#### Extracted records
::::::::::
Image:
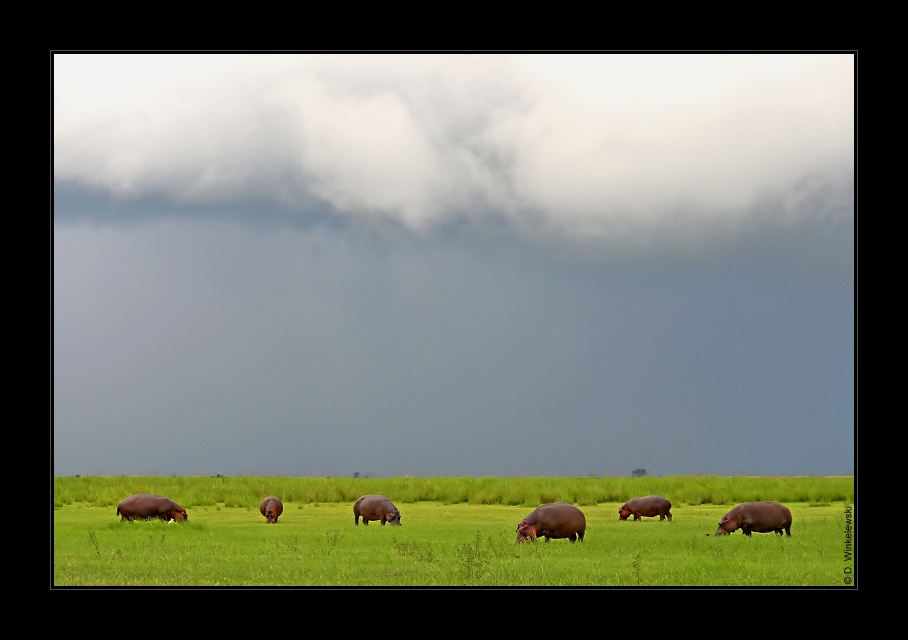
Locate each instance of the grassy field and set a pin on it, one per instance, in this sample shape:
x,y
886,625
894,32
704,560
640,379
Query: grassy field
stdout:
x,y
449,543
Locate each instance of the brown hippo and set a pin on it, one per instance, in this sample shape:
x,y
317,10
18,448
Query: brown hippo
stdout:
x,y
761,517
554,520
144,506
650,507
372,507
271,508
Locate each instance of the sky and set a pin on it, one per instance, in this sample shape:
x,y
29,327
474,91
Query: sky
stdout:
x,y
453,264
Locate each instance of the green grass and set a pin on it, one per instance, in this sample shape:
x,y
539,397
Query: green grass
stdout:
x,y
242,491
440,545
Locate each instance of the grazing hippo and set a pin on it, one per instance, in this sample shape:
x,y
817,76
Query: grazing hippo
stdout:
x,y
761,517
372,507
650,507
271,508
555,520
144,506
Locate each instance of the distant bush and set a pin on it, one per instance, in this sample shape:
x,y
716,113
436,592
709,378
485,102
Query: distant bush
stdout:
x,y
248,491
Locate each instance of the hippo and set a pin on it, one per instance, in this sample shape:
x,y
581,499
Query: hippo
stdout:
x,y
372,507
761,517
144,506
554,520
650,507
271,508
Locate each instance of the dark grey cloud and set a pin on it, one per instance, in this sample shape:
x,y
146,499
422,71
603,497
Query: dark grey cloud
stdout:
x,y
452,266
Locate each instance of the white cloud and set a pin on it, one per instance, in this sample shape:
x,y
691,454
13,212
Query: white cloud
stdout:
x,y
586,144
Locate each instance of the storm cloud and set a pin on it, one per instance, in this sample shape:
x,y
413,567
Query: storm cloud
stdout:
x,y
453,264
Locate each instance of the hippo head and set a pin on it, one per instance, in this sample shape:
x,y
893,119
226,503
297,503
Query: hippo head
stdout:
x,y
526,531
726,526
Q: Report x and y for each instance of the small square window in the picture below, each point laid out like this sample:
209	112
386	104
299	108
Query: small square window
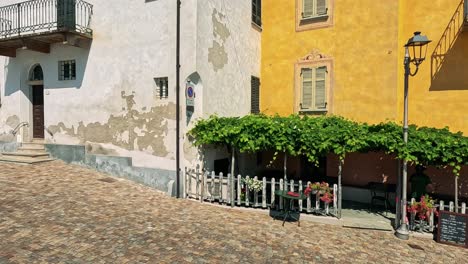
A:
67	70
162	87
313	14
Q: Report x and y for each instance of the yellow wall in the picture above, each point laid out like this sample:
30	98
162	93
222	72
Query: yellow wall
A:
440	98
366	43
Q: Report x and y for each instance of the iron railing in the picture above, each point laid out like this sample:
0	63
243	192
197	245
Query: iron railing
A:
39	16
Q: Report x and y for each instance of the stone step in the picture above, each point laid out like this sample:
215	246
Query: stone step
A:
32	145
38	140
25	154
24	160
31	150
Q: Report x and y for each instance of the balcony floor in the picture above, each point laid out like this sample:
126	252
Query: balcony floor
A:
41	41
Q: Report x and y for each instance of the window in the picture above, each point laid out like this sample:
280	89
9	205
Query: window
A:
314	14
257	12
255	95
313	84
313	8
162	90
36	74
313	92
67	70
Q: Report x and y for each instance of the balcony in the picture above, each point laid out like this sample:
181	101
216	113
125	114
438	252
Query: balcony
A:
37	24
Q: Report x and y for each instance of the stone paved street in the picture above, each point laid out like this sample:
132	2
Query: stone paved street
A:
58	213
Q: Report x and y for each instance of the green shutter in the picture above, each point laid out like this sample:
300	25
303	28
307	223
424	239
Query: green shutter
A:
320	88
307	86
307	8
321	7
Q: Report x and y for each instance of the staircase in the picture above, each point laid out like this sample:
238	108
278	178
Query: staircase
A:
29	153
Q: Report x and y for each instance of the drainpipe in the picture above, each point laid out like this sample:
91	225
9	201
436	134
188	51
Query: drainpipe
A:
178	101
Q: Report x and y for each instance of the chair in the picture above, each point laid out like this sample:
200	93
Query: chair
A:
379	192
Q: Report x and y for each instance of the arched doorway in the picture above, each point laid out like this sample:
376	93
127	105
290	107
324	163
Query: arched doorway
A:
36	80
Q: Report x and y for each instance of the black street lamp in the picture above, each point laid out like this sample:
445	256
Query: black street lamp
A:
415	52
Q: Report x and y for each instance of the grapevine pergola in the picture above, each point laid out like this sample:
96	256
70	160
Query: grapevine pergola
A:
315	137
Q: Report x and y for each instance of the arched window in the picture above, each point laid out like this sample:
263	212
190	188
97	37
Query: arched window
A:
36	73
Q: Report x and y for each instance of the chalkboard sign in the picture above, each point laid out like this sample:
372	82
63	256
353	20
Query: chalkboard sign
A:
452	229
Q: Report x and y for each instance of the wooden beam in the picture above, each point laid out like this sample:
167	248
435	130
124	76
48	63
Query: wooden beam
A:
8	52
35	45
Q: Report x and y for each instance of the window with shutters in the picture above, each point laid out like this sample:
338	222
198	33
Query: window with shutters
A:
255	95
162	87
312	14
314	86
67	70
257	12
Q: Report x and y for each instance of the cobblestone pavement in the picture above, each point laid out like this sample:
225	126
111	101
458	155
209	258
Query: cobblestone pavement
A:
58	213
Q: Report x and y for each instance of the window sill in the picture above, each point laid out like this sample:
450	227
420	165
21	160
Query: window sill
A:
314	19
257	27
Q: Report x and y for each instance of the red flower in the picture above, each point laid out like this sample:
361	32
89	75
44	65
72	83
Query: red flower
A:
327	198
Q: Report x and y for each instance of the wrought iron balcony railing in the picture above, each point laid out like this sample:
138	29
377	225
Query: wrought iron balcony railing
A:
42	16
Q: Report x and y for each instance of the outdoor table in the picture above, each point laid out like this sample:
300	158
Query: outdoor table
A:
287	210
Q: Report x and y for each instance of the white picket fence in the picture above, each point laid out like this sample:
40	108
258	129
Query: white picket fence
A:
227	190
440	206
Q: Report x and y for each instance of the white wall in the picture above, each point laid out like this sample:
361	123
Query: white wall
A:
112	107
227	55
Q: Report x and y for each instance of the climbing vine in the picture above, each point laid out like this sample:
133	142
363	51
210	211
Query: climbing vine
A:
315	137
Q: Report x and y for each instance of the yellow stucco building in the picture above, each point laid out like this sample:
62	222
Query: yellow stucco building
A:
345	57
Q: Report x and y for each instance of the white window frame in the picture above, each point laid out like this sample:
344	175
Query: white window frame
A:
314	10
314	80
329	83
162	91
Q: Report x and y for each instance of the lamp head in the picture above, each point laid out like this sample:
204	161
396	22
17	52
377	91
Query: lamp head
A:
417	46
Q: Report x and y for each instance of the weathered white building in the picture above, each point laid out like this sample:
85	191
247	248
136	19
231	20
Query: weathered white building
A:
97	79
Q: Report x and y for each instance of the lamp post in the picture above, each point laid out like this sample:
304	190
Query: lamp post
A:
415	52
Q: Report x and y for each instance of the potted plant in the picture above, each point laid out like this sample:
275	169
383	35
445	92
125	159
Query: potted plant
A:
315	187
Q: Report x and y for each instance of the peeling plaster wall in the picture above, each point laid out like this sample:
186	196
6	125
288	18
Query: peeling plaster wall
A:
112	107
228	54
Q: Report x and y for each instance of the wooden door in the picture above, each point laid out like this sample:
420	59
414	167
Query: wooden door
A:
38	111
66	14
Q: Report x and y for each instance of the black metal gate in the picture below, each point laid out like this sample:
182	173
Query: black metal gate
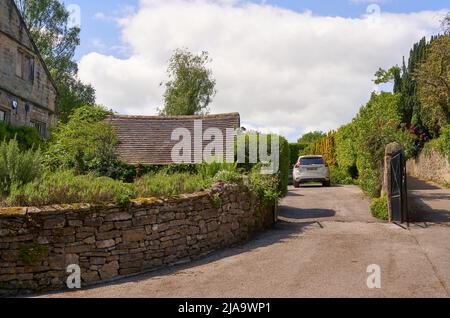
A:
399	193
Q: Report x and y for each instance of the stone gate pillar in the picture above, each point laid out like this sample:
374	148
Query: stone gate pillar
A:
390	150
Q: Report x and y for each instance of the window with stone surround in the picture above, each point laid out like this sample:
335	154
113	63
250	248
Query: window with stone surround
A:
4	116
40	126
25	66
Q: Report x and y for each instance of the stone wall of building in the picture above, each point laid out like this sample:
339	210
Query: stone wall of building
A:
37	245
430	165
24	100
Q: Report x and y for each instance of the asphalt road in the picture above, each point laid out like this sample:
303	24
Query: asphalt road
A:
321	247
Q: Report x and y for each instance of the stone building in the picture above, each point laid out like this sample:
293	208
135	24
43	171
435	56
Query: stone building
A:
27	92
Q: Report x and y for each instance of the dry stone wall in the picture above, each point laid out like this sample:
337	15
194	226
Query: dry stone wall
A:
430	165
109	241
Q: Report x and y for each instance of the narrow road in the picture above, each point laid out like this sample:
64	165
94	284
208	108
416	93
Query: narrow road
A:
321	247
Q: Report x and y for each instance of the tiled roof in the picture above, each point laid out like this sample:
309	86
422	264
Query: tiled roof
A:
148	139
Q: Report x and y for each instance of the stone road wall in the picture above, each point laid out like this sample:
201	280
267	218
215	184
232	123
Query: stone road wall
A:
429	165
37	245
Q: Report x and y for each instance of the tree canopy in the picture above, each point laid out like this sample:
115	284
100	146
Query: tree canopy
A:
433	78
191	86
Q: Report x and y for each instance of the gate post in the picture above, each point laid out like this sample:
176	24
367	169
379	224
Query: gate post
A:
390	150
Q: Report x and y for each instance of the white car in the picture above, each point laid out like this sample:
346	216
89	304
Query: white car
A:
311	169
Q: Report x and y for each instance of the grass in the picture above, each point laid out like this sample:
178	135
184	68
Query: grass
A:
65	187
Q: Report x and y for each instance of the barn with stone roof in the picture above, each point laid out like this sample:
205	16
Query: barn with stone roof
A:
150	139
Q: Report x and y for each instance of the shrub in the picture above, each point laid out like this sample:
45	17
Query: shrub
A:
64	187
227	176
379	208
16	166
265	187
443	142
284	157
169	185
210	170
295	149
341	175
86	143
27	137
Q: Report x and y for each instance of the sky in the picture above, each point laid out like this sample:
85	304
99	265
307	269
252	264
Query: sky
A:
287	66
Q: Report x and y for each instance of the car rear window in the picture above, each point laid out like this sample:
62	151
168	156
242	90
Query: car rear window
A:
311	161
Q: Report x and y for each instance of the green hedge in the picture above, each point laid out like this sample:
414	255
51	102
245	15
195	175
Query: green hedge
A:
379	208
295	149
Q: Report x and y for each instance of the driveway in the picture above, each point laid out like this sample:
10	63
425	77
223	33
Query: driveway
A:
321	247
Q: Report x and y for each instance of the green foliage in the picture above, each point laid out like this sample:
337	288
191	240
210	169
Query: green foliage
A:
27	137
379	208
73	95
433	78
190	88
210	170
17	167
48	21
376	125
283	155
170	185
264	187
311	137
346	148
215	200
228	176
32	253
340	175
383	76
443	142
86	143
325	147
295	149
285	166
64	187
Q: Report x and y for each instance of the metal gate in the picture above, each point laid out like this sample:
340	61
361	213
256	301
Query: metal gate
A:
399	193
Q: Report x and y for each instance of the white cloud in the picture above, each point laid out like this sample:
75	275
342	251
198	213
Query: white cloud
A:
282	70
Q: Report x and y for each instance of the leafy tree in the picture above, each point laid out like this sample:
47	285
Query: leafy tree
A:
47	21
383	76
433	77
85	143
446	23
190	88
311	137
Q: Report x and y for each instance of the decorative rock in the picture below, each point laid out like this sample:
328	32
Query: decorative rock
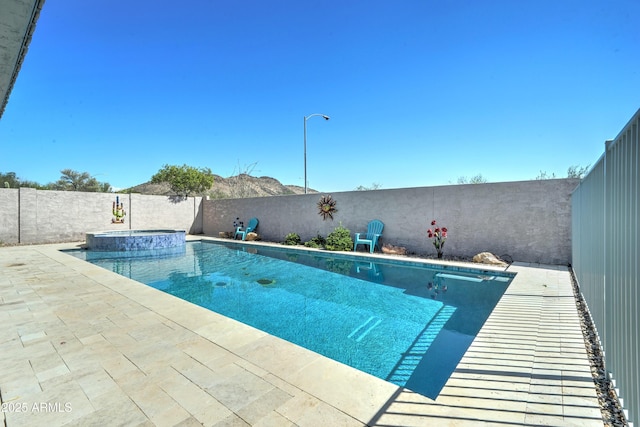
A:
393	250
488	258
252	236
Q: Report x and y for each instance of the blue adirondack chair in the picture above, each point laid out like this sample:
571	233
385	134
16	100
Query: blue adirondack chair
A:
374	231
253	224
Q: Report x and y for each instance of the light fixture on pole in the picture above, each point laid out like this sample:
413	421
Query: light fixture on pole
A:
324	116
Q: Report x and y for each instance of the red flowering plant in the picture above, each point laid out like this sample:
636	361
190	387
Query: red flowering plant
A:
439	236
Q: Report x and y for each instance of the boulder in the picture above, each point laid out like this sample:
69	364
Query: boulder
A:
488	258
393	250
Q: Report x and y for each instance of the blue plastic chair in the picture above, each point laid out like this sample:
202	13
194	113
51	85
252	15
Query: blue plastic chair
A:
374	231
253	224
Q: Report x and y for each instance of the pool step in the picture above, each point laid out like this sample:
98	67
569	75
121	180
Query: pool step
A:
410	360
368	326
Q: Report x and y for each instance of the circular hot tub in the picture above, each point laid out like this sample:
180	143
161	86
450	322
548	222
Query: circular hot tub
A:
133	240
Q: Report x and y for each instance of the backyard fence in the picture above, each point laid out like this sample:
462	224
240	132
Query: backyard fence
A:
605	220
528	221
33	216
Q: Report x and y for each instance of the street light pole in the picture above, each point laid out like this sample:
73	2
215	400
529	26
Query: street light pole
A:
324	116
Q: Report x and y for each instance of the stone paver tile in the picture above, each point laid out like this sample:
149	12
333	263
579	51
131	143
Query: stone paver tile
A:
157	405
264	405
341	386
95	383
232	420
274	419
240	390
203	350
119	367
114	411
204	407
305	410
291	359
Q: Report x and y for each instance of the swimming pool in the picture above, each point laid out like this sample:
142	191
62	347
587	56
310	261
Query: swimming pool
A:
399	321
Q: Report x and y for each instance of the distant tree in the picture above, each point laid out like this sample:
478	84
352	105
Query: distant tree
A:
79	181
477	179
185	180
577	171
374	186
9	180
545	175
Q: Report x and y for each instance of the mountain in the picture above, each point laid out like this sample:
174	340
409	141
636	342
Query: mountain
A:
238	186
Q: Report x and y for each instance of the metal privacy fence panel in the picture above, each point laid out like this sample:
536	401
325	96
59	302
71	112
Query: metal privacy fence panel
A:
605	220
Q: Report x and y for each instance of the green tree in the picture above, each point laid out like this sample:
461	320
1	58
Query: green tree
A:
478	179
71	180
577	171
184	180
9	180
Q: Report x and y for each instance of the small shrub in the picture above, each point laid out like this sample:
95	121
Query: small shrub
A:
339	240
292	239
316	242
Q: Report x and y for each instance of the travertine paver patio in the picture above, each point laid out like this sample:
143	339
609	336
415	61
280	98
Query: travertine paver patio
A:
84	346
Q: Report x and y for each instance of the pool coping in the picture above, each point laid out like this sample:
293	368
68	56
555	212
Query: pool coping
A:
76	333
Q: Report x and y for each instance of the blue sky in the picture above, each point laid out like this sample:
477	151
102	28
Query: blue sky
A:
419	92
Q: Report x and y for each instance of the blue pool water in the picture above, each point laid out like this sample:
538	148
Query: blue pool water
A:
399	321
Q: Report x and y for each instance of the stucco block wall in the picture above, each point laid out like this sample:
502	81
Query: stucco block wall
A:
529	221
32	216
9	217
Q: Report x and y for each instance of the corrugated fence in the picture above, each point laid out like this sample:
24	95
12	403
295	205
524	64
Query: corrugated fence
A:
605	254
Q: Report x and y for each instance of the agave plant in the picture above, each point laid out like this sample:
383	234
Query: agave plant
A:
327	207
::::::::::
#### WHAT THE EXERCISE ASKS
Check each line of the records above, and copy those that hold the word "square".

#### TASK ANSWER
Q: Report x and y for each instance of the small square window in the picture below, each point laid out like this sample:
Query: small square window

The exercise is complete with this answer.